Please rewrite only the part of the records below that opens with the line containing "Task: point to each instance of the yellow plumage" and runs to the end of the records, both ends included, with the requests kept in. Add 125 to every x and y coordinate in the answers, and leave the pictures out.
── Available data
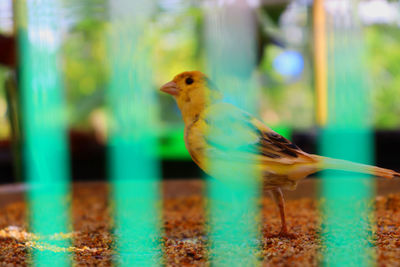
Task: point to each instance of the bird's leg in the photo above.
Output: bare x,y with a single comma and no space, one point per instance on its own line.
277,195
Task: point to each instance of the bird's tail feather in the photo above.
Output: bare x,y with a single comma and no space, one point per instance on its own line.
344,165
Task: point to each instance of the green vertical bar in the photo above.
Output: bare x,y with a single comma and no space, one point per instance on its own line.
44,124
234,188
133,168
347,135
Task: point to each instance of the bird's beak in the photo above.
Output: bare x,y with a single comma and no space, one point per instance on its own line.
170,88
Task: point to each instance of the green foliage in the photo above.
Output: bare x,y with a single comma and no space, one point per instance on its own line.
85,69
383,65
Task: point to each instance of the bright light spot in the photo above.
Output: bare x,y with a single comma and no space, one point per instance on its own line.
289,63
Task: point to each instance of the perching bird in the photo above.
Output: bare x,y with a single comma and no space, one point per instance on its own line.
281,163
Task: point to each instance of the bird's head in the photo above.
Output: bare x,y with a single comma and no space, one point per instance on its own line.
193,92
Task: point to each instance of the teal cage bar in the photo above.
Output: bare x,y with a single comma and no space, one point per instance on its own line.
134,170
234,188
44,124
346,212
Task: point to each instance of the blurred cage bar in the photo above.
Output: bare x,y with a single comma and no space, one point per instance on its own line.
344,113
235,188
44,124
134,168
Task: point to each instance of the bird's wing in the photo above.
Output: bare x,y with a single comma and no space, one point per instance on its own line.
230,129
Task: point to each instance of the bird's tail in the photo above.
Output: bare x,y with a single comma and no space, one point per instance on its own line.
344,165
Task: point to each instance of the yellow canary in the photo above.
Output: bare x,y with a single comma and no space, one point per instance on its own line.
281,163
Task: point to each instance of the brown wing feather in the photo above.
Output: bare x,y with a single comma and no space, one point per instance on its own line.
275,146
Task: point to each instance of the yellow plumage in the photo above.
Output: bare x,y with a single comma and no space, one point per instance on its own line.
212,127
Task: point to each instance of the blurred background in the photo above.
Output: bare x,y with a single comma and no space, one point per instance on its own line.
285,75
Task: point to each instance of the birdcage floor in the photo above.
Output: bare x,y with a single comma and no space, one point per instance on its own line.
184,238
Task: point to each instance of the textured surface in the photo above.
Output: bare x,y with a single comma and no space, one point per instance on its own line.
184,239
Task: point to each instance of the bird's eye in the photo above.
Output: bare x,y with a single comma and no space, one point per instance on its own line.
189,81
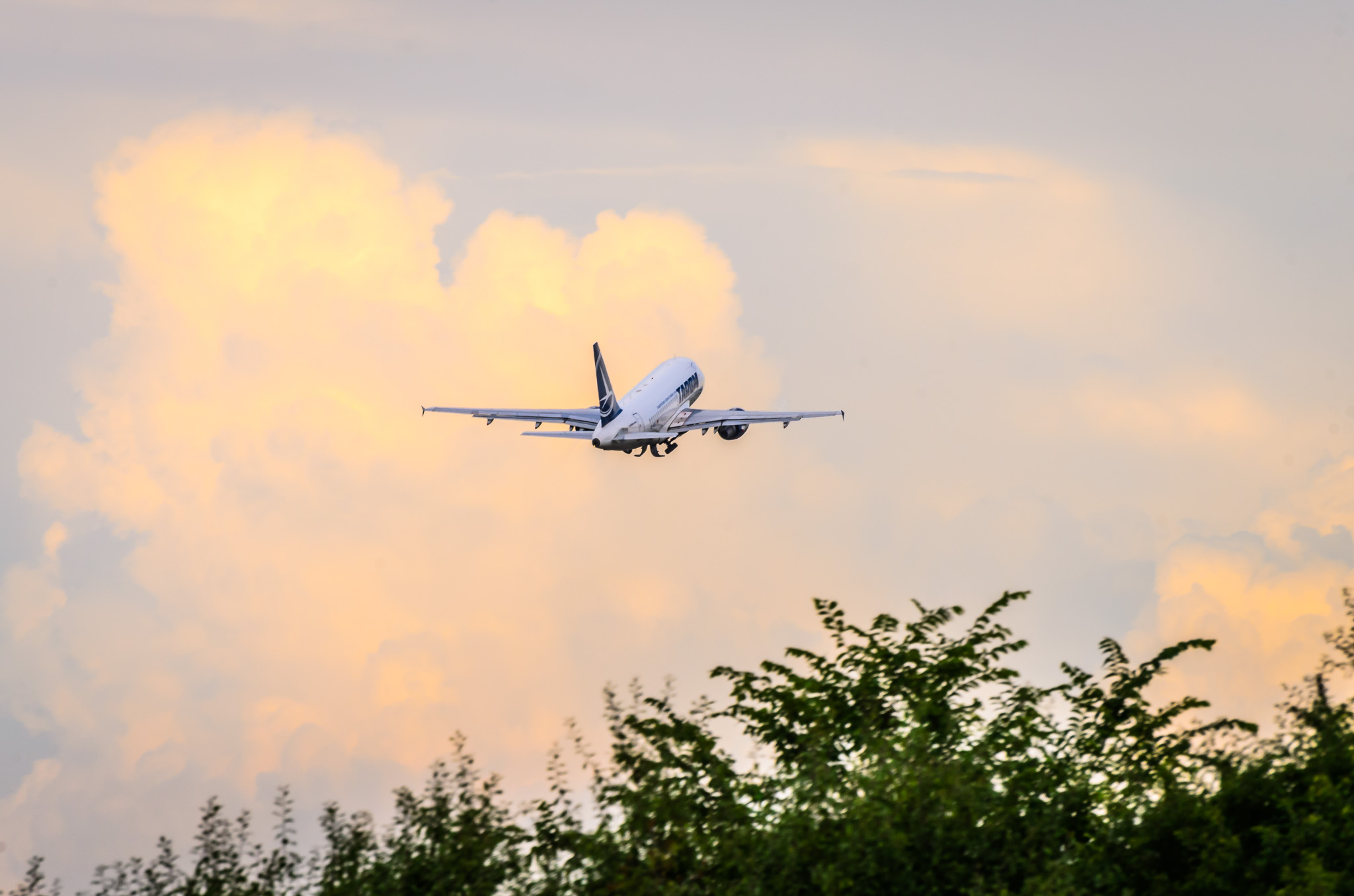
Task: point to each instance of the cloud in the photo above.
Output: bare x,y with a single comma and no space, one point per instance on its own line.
────
◆ Response for this exercise ◆
Task: point to each instance of the yellow plumage in the photo above.
Output: bare x,y with a single comma and no space, one point per instance on its own line.
337,252
Task: point to each instance of the blurred background in the photo above.
Output: bare x,y with a single comma and no space, one point per instance on its own line.
410,200
Task: point to each instance of the birdcage floor in the photo above.
Output: bare x,y with a single comma and no space, one point per instance on its own line.
309,363
Task: point to each instance of the textured surface in the photo above.
Output: bare x,y with a single comma and no space, one point per instance on its own line.
309,364
Task: point to each instance of the bird's eye in the photo above.
Output: bare x,y with a single comma and no space, one point per instance on its own line.
314,206
Task: point to each instance of the cloud in the photo above.
Output: bare x,y with a single comma and no space, one point per instance on its own line.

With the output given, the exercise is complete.